One common activity is to recast
the text in a different form:
- Rewrite a report for a different
audience - eg for one's superior, for shareholders, for a newspaper
article.
- Devise a dialogue based
on the text's subject matter between characters mentioned in the text
or ones you invent - eg with a text about a council's plans to raise
taxes, imagine a discussion on the pros and cons between a councillor
and the representative of a local pressure group.
- Provide a general summary
of the text: full summaries are very challenging and best reserved for
advanced learners as they demand high-level skills, such as separating
key arguments from illustrative material and the ability to bring together
disparate elements from different parts of the text; lower-level learners
might be asked to correct a factually inaccurate summary or to complete
a gapped summary.
- Summary for a specific purpose:
a summary provided according to a brief (often a real work-place scenario)
can also be more suitable for lower levels as it might involve presenting
information in schematic or diagrammatic forms, or as lists, tables
or basic notes. For example, with a text discussing the public consultation
process over plans for a new wind farm, students might have to summarise
in tabular form the arguments presented for and against, and the government's
response to them. With a text concerned with pupil misbehaviour, learners
might draw up a list of school rules for consideration by a School Council.

Entries shown ::
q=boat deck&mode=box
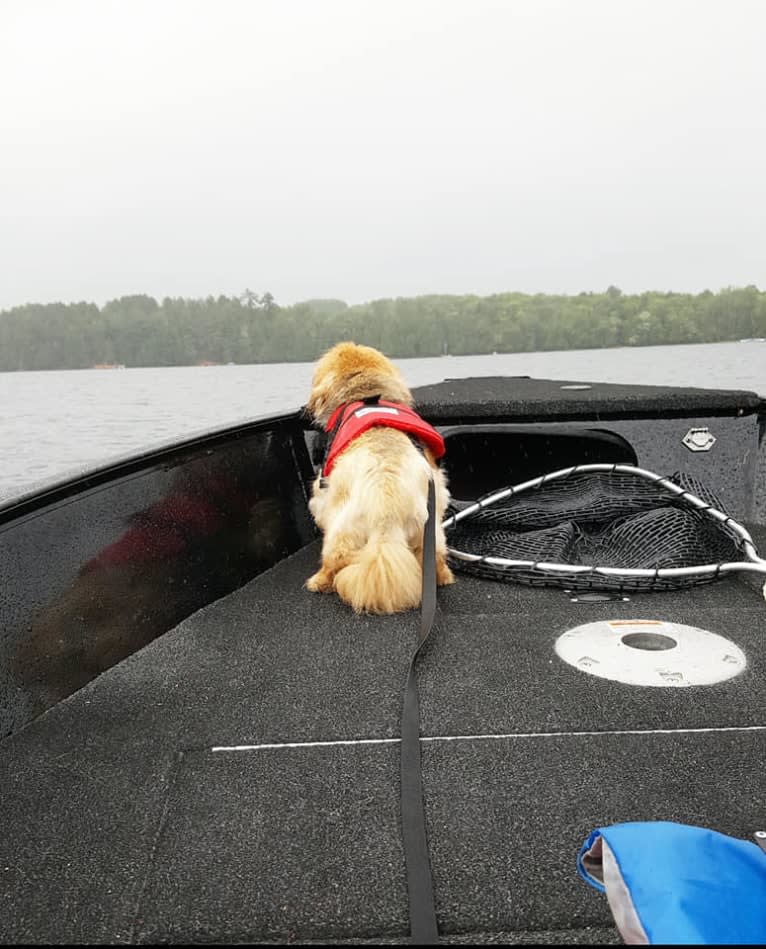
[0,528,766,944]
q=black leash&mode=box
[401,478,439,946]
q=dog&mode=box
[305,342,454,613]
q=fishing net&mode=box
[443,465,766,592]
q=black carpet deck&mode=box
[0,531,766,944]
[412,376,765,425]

--

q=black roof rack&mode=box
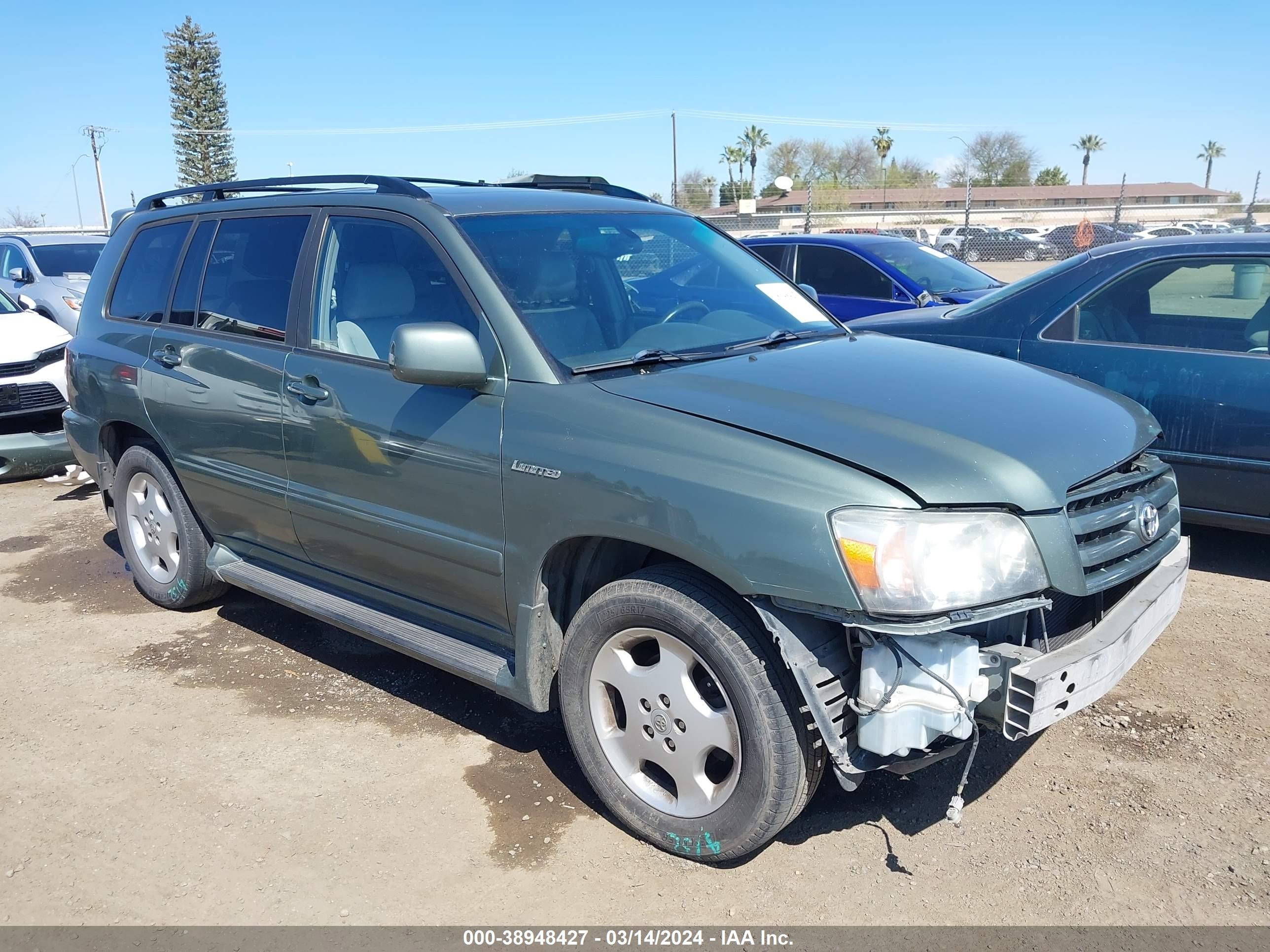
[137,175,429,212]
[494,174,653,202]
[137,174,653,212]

* * *

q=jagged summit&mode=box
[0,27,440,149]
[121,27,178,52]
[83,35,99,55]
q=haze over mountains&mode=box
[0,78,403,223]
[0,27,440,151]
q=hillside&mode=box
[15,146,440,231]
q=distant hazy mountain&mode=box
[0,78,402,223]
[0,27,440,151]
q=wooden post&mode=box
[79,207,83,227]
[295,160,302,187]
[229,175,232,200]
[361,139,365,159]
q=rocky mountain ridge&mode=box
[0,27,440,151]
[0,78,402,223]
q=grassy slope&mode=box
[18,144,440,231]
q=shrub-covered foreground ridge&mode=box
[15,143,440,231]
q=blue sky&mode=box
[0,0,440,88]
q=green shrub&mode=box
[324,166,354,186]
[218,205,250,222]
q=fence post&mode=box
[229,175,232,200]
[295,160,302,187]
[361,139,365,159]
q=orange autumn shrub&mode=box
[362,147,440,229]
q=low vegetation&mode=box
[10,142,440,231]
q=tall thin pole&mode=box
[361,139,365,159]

Problems ::
A - Summarize the passage about recasting texts in two sentences.
B - Turn the paragraph beginning "Summary for a specific purpose" in the passage about recasting texts into a short bulleted list that keeps its main facts.

Complete answers ::
A - The passage presents recasting a text in a different form as a common activity, such as rewriting a report for a different audience or devising a dialogue between characters on the text's subject matter. It adds that full general summaries are very challenging and best reserved for advanced learners, while lower-level learners might correct an inaccurate summary, complete a gapped summary, or produce a summary for a specific purpose as lists, tables or basic notes.

B -
- A summary for a specific purpose is written according to a brief, often a real workplace scenario.
- It can suit lower levels because it may involve presenting information in schematic or diagrammatic form, or as lists, tables or basic notes.
- With a text on the public consultation over plans for a new wind farm, students might summarize in a table the arguments for and against and the government's response to them.
- With a text on pupil misbehavior, learners might draw up a list of school rules for a School Council to consider.